GIVEN TEXT:
##########

This article is more than 8 years old.

Virginia Rometty really rather has to say this given that it's her company, IBM , that is introducing the robotics that creates the biggest threat to many knowledge workers. She thus needs to get the technology out there, in use, so that people can see how useful it is, before people wake up to the job losses that are going to come in the wake of the technology. For it really is true that the robots are going to come and take all our jobs. And it's also true that this isn't going to be the disaster predicted by people like Martin Ford. Quite simply because this is how the macroeconomy works. Technology destroys the jobs that it automates. This then frees up that labour to go off and satisfy some other human need or desire. And as long as we don't run out of those, then there's no problem, is there?

What Rometty actually said is here:

“This is not about replacing people. It is about augmenting what man does…this helps us do things we couldn’t do,” Ms. Rometty said Tuesday at the Gartner Symposium, a gathering of CIOs and business technology professionals.

##########

DATA RECORDS:
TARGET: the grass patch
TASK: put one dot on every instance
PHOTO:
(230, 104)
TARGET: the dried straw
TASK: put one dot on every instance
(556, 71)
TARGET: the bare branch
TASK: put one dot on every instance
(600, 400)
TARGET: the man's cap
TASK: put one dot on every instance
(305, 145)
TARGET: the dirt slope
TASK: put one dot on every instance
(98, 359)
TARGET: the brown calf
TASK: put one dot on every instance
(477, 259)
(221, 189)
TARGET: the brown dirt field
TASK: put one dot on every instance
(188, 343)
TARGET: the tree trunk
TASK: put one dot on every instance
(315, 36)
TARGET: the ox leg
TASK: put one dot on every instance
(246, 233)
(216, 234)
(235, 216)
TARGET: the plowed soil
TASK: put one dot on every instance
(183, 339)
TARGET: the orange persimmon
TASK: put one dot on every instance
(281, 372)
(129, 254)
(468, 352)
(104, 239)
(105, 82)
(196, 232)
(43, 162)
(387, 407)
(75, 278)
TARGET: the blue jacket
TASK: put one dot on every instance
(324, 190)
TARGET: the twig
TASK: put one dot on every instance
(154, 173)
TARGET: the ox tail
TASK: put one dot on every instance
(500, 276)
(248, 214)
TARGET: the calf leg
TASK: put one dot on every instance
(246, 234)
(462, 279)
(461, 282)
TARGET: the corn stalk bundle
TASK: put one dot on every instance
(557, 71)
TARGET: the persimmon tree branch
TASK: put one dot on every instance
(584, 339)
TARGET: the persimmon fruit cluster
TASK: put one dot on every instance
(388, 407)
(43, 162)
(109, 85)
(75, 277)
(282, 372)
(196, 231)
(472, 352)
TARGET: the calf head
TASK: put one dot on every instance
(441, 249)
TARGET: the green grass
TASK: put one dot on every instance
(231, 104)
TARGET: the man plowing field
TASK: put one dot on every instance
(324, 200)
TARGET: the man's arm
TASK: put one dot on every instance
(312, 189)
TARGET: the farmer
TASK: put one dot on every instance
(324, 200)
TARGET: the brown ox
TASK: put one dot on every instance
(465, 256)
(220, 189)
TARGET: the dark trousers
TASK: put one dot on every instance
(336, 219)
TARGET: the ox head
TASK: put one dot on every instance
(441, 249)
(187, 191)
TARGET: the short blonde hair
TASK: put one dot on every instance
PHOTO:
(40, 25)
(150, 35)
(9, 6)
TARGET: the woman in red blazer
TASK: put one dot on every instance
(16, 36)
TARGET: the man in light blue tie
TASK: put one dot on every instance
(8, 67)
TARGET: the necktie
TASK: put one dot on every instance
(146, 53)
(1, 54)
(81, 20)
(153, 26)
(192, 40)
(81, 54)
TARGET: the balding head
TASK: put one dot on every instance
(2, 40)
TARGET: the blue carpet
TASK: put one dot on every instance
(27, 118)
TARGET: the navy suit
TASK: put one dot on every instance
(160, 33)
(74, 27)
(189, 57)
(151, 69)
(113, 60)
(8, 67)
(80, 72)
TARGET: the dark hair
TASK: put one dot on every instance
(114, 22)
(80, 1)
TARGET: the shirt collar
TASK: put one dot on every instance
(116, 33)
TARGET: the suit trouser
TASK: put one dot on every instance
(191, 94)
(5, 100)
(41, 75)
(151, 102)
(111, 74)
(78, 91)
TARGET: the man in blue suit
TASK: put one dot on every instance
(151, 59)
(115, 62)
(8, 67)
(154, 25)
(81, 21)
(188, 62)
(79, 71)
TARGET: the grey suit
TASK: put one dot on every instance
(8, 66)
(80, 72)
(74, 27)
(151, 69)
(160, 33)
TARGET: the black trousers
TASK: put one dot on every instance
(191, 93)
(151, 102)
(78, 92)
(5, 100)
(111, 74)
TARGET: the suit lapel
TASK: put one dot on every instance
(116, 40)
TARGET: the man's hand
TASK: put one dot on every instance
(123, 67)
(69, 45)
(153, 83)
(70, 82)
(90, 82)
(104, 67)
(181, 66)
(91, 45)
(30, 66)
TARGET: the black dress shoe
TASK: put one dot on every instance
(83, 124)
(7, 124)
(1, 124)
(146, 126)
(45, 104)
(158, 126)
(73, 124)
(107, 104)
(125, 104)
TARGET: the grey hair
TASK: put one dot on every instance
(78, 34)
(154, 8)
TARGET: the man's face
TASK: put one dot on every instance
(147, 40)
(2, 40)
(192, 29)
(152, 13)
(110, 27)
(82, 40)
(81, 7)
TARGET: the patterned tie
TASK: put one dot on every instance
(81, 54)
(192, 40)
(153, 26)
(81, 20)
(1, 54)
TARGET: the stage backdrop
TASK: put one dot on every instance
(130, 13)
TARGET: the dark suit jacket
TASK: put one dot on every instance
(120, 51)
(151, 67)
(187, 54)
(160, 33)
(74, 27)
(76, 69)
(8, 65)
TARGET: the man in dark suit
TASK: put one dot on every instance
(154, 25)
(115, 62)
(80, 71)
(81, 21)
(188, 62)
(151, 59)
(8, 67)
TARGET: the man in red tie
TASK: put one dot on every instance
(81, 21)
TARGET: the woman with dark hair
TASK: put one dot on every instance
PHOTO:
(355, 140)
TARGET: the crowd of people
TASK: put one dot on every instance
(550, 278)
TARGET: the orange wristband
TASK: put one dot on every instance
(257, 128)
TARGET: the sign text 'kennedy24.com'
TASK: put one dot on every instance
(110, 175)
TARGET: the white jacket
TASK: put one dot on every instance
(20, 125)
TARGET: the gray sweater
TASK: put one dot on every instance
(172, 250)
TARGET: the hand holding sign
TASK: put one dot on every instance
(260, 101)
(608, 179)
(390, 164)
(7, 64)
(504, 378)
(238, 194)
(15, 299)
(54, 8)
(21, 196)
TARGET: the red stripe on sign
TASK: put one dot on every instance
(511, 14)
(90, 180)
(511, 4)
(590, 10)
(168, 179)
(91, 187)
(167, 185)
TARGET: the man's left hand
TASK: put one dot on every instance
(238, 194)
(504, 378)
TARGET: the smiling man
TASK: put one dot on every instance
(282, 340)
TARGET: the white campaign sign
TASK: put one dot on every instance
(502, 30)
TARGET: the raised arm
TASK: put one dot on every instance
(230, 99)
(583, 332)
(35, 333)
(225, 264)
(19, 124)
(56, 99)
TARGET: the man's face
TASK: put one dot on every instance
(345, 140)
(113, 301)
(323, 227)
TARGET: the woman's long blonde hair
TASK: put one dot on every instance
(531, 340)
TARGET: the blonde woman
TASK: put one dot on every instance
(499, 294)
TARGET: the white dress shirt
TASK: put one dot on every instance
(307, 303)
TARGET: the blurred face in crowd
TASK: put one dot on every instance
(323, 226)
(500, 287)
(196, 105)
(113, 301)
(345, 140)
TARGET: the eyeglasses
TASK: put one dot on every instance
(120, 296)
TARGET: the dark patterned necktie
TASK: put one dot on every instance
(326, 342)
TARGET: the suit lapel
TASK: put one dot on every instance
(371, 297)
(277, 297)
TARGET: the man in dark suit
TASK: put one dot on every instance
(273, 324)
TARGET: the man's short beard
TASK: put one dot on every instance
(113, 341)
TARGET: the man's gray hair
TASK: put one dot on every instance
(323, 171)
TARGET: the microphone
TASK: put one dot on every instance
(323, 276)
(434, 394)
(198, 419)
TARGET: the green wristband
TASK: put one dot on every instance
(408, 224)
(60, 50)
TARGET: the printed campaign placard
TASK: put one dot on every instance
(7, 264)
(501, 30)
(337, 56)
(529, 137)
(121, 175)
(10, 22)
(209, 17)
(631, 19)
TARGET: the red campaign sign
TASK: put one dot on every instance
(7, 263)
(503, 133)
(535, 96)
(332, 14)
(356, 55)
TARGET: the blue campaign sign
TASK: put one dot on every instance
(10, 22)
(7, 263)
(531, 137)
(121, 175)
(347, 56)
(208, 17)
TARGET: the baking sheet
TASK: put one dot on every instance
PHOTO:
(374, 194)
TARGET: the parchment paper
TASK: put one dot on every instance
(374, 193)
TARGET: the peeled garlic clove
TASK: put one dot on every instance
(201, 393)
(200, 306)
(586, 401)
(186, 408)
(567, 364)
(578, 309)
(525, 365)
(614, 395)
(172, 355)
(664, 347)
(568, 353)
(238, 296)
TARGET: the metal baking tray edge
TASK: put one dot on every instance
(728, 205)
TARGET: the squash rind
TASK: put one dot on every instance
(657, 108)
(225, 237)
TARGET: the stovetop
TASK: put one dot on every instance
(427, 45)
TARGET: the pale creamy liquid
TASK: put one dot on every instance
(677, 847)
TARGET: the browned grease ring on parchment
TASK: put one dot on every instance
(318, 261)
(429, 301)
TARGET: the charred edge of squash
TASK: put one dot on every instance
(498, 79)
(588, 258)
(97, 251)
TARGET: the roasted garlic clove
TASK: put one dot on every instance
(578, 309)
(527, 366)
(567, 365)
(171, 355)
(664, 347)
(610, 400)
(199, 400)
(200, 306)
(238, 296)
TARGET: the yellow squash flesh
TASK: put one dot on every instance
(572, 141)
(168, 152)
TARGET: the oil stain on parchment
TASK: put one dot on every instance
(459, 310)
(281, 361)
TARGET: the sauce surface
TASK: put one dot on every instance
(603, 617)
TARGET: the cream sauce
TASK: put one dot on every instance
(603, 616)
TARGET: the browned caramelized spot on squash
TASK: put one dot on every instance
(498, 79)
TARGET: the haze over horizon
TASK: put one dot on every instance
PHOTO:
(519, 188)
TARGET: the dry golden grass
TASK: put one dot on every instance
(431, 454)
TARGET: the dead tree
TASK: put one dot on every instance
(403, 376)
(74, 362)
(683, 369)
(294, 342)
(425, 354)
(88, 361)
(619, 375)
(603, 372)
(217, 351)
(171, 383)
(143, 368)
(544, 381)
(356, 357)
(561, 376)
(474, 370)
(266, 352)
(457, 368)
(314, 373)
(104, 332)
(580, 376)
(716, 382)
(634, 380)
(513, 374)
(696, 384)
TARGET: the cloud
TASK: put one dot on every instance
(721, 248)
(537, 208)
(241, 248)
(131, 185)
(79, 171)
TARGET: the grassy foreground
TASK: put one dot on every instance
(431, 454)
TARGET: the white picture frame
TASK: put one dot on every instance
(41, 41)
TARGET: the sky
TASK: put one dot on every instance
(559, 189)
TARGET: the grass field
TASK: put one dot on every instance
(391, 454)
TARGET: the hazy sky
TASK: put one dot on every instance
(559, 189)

##########

LIST OF TASKS:
1/ Reproduce verbatim the stretch of the article on automation and jobs from "Virginia Rometty really" through "problem, is there?".
2/ Summarize the article on automation and jobs in two sentences.
The records are separate from the article on automation and jobs.

ANSWERS BELOW:
1/
Virginia Rometty really rather has to say this given that it's her company, IBM , that is introducing the robotics that creates the biggest threat to many knowledge workers. She thus needs to get the technology out there, in use, so that people can see how useful it is, before people wake up to the job losses that are going to come in the wake of the technology. For it really is true that the robots are going to come and take all our jobs. And it's also true that this isn't going to be the disaster predicted by people like Martin Ford. Quite simply because this is how the macroeconomy works. Technology destroys the jobs that it automates. This then frees up that labour to go off and satisfy some other human need or desire. And as long as we don't run out of those, then there's no problem, is there?

2/ IBM's Virginia Rometty, whose company is introducing robotics that threaten many knowledge workers, said at the Gartner Symposium that the technology is not about replacing people but about augmenting what man does. The article holds that robots will indeed take our jobs, yet argues this need not be a disaster, because automation frees labor to satisfy other human needs and desires.